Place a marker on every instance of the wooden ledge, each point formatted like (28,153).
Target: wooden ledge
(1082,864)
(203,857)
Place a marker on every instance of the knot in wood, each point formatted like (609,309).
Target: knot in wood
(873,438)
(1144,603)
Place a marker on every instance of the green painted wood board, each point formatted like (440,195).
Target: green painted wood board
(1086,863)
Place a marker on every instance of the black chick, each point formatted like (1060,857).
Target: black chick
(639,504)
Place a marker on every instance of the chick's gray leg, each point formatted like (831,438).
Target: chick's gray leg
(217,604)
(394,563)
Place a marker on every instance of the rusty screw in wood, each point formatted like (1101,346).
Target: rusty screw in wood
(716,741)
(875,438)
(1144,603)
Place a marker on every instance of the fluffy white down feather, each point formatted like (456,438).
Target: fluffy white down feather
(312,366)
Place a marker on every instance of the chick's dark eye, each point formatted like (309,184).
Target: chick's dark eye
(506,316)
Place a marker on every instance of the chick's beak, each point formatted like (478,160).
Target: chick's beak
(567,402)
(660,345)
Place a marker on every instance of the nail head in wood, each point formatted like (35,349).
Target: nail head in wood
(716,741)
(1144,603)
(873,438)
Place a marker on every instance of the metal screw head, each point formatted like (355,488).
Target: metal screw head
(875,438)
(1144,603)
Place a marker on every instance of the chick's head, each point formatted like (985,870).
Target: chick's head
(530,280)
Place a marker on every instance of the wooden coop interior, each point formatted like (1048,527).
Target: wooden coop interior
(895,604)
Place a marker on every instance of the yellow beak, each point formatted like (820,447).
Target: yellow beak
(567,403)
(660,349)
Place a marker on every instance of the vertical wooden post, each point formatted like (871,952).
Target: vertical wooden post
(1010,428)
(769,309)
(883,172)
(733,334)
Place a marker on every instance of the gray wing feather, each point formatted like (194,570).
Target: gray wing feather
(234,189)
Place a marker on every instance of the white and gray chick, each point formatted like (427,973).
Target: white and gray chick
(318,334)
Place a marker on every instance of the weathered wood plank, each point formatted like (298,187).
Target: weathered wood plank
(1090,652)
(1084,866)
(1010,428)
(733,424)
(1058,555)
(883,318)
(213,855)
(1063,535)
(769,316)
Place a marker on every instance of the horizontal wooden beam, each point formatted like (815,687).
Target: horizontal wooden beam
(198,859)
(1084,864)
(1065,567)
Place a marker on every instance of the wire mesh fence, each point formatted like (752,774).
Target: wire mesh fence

◆ **EXERCISE OBJECTIVE**:
Using the data above, repeat exactly the lines that begin at the line with "Place a marker on every instance of the fluffy" and end at the line with "Place a marker on every instance of the yellow", both ends included.

◆ **ANSWER TO THIS TASK**:
Place a marker on every instance of the fluffy white down feather, each point formatted like (456,438).
Target: fluffy white down feather
(312,366)
Place a marker on every instance of the chick's dark eye, each point formatted like (309,184).
Target: chick's dark eye
(506,316)
Place a marker on every instance of the chick's beak, each point formatted like (478,160).
Target: chick's beak
(567,402)
(660,345)
Place a marker on every instance of the nail head in wood, each point formatted like (35,349).
Target: nail head in wood
(716,741)
(1144,603)
(873,438)
Place a marker on every instance of the metal screw head, each point formatted like (355,488).
Target: metal screw head
(875,438)
(1144,603)
Place a marker on every instance of the chick's head, each point formatted like (985,870).
Target: chick's head
(530,280)
Place a marker on every instance of the wooden coop interior, each point formatted like (1048,527).
Target: wooden coop interior
(895,604)
Place a marker on every instance of the yellow beak, each point formatted like (820,447).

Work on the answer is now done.